• [SUPPLIED DATA]

------------------------------------------------

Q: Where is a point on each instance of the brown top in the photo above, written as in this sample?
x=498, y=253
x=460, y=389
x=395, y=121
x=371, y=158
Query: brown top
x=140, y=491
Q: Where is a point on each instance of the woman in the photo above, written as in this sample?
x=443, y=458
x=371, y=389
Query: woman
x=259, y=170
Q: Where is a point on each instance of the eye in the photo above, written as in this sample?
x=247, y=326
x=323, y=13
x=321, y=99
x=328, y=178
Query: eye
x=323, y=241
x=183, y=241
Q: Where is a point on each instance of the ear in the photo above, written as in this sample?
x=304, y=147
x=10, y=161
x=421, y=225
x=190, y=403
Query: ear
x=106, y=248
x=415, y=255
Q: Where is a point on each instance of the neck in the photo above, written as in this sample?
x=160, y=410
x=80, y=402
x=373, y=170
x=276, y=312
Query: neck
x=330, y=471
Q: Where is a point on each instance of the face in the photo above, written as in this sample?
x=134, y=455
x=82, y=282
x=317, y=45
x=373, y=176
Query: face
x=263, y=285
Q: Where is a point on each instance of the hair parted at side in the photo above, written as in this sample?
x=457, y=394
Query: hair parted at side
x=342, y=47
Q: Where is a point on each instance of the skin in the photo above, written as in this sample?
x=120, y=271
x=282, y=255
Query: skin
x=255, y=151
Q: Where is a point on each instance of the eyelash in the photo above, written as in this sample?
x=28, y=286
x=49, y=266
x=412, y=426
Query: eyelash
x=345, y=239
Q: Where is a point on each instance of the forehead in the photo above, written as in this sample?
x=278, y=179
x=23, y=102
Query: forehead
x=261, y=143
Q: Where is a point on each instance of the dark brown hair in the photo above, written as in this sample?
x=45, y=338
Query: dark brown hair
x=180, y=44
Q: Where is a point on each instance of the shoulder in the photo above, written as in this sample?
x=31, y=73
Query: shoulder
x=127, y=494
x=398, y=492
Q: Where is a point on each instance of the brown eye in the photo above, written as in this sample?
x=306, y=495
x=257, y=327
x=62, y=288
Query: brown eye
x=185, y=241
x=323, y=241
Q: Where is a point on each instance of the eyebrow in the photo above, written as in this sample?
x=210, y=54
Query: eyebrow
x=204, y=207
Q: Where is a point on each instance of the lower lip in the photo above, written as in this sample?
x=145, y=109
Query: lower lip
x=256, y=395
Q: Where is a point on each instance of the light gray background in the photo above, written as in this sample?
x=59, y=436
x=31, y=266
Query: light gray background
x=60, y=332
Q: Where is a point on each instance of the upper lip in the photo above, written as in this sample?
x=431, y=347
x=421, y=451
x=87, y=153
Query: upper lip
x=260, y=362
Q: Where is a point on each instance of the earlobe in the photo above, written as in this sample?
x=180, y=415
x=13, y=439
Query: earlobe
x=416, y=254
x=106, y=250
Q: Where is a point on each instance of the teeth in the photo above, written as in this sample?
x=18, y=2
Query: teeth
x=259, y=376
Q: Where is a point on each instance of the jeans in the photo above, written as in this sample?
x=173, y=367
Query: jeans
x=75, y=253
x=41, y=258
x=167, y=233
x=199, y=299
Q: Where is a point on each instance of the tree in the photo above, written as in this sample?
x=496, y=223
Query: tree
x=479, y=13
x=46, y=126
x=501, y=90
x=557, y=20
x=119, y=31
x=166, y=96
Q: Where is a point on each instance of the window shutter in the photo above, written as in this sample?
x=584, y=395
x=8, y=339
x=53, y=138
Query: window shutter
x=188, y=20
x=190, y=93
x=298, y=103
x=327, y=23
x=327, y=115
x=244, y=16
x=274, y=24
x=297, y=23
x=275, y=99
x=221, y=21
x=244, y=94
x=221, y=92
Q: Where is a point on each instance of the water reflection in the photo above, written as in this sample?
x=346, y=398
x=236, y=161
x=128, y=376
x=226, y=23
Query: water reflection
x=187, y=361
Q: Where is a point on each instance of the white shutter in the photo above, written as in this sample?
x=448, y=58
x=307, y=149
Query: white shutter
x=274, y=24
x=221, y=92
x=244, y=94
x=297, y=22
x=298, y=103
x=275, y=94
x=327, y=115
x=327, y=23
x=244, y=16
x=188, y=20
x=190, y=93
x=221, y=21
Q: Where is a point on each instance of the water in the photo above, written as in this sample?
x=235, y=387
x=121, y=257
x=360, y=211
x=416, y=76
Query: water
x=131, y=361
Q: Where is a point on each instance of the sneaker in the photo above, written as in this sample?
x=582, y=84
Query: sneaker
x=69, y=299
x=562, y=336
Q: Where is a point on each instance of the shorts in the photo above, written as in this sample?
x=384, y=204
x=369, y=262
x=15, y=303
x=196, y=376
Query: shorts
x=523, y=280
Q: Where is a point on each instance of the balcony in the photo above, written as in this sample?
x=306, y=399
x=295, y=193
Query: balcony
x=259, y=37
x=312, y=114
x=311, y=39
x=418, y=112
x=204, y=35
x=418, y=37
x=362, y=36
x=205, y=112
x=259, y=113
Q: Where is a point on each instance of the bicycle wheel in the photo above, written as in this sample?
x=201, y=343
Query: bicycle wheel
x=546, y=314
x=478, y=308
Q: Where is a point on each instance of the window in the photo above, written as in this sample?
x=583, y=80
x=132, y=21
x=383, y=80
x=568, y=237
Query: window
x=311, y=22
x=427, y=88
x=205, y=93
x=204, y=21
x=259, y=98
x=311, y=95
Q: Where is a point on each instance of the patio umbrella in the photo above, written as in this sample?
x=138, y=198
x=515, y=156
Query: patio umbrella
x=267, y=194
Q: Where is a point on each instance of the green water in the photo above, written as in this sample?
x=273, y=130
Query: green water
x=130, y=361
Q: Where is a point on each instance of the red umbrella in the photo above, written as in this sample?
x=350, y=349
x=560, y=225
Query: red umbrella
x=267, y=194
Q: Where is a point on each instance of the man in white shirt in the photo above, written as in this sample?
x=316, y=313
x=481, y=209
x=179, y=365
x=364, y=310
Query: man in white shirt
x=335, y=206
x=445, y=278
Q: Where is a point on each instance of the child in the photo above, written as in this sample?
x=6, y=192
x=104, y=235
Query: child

------------------------------------------------

• [TASK PROMPT] Output the listing above in its entirety, exactly as given.

• [ANSWER TO THE PROBLEM]
Q: Where is a point on each instance of the brown top in the photo above, written as in this sample?
x=498, y=253
x=460, y=389
x=395, y=121
x=371, y=158
Query: brown top
x=140, y=491
Q: Where is a point on each instance of the woman in the photo above, written as in this sample?
x=443, y=458
x=371, y=389
Query: woman
x=259, y=170
Q: Where is a point on each instance of the eye in the photo above, written as in this sample?
x=247, y=326
x=323, y=13
x=321, y=99
x=328, y=178
Query: eye
x=323, y=241
x=183, y=241
Q: Where is a point on each instance of the ear in the photo above, written as in this sample?
x=304, y=147
x=10, y=161
x=421, y=225
x=190, y=403
Query: ear
x=106, y=248
x=415, y=255
Q: Where is a point on each instance of the neck in the photo above, written as in this sample?
x=160, y=410
x=80, y=402
x=373, y=170
x=276, y=312
Query: neck
x=330, y=471
Q: Where is a point on each instance of the face in the photo above, written as in this sample?
x=134, y=455
x=82, y=282
x=317, y=45
x=373, y=176
Query: face
x=263, y=285
Q: Where is a point on each instance of the hair parted at side in the photo above, written as in this sample?
x=457, y=394
Query: hair parted at side
x=342, y=47
Q: Where is a point on each instance of the skin in the photo above, written as in this sample?
x=120, y=271
x=282, y=255
Query: skin
x=255, y=151
Q: Where is a point on each instance of the eyelash in the photo above, written as in this sample?
x=28, y=286
x=49, y=266
x=412, y=426
Query: eyelash
x=345, y=239
Q: Where is a point on each instance of the forehead in the photo above, written as in this sample?
x=278, y=179
x=23, y=102
Query: forehead
x=261, y=143
Q: Where is a point on each instance of the dark brown hair in the photo above, written as in this sample?
x=45, y=338
Query: dark brown hair
x=180, y=44
Q: Where is a point on each instance of the shoulder in the photo above, written as in this sample?
x=31, y=73
Query: shoulder
x=127, y=494
x=398, y=492
Q: Where is a point on each instance of the brown eye in the photo above, written as in this sample?
x=306, y=495
x=257, y=327
x=62, y=288
Query: brown eye
x=185, y=241
x=323, y=241
Q: Where is a point on each instance of the eyebrow in the photo above, written as in this sample?
x=210, y=54
Query: eyebrow
x=204, y=207
Q: Where is a point on each instance of the lower lip in the photo above, written as in this sample?
x=145, y=109
Query: lower lip
x=256, y=395
Q: Where is a point on each instance of the light gray background in the photo above, written as in this sample?
x=59, y=436
x=31, y=266
Query: light gray background
x=60, y=332
Q: Where is a point on each instance of the upper lip in the photo above, written as in this sample?
x=431, y=347
x=421, y=451
x=87, y=153
Query: upper lip
x=260, y=362
Q: Where is a point on each instance of the earlobe in the photo above, written as in this sample?
x=180, y=415
x=13, y=439
Query: earlobe
x=416, y=254
x=106, y=250
Q: Where is a point on each instance of the teeth in the photo above, written as in this sample?
x=18, y=2
Query: teeth
x=259, y=376
Q: Where is a point on each instance of the jeans in the photo above, written as in this sample?
x=173, y=367
Query: jeans
x=75, y=253
x=41, y=258
x=167, y=233
x=199, y=299
Q: Where is a point on each instance of the tree in the photo above, written as in this sample?
x=496, y=223
Query: tree
x=479, y=13
x=46, y=126
x=501, y=90
x=557, y=20
x=119, y=31
x=166, y=96
Q: Where is a point on each instance of the window shutter in the photo above, written as in this sample?
x=584, y=395
x=8, y=339
x=53, y=138
Query: window shutter
x=188, y=20
x=190, y=93
x=298, y=103
x=327, y=23
x=327, y=115
x=244, y=16
x=274, y=24
x=297, y=23
x=275, y=99
x=221, y=21
x=244, y=94
x=221, y=92
Q: Where is a point on each instance of the water reflection in the photo above, written as in this sample?
x=346, y=398
x=236, y=161
x=128, y=376
x=226, y=23
Query: water reflection
x=187, y=361
Q: Where is a point on each instance of the white shutter in the photo above, written as in this sample?
x=448, y=58
x=307, y=149
Query: white shutter
x=274, y=24
x=221, y=92
x=244, y=94
x=297, y=22
x=298, y=103
x=275, y=94
x=327, y=115
x=327, y=23
x=244, y=16
x=188, y=20
x=190, y=93
x=221, y=21
Q: Where is a point on each instance of the water in the photo above, written as in this sample?
x=235, y=387
x=121, y=257
x=360, y=211
x=416, y=76
Query: water
x=131, y=361
Q: Where is a point on each instance of the sneaker in the photo above, written as in this sample?
x=582, y=84
Query: sneaker
x=69, y=299
x=562, y=336
Q: Where is a point on each instance of the shorts in the photo above, written as in this sample?
x=384, y=204
x=369, y=262
x=15, y=303
x=196, y=376
Query: shorts
x=523, y=280
Q: Where is a point on each instance of the balcony in the photo above, written as in this sample?
x=306, y=399
x=295, y=193
Query: balcony
x=259, y=37
x=312, y=114
x=311, y=39
x=418, y=112
x=204, y=35
x=418, y=37
x=362, y=36
x=205, y=112
x=259, y=113
Q: Where is a point on each instance of the bicycle wheel in the photo above, written as in this sample?
x=201, y=343
Query: bicycle wheel
x=546, y=314
x=478, y=308
Q: Where is a point on each instance of the window in the photo above, written as in this sample?
x=583, y=80
x=132, y=21
x=383, y=80
x=568, y=237
Query: window
x=311, y=22
x=427, y=88
x=205, y=93
x=204, y=21
x=259, y=98
x=311, y=95
Q: Where is a point on each instance of the patio umbrella in the photo above, written as in this sample?
x=138, y=198
x=515, y=156
Query: patio umbrella
x=267, y=194
Q: Where is a point on each instance of the green water in the photo above, written as in this sample?
x=273, y=130
Query: green water
x=130, y=361
Q: Where is a point on each instance of the red umbrella in the photo above, written as in this sample?
x=350, y=349
x=560, y=225
Query: red umbrella
x=267, y=194
Q: Where is a point on each instance of the man in white shirt in the photo above, written as in this sample?
x=316, y=313
x=481, y=209
x=179, y=365
x=364, y=310
Query: man in white shirt
x=335, y=206
x=445, y=278
Q: Where is a point on each instance of the child in the photo above, written as in this sample?
x=6, y=192
x=104, y=235
Query: child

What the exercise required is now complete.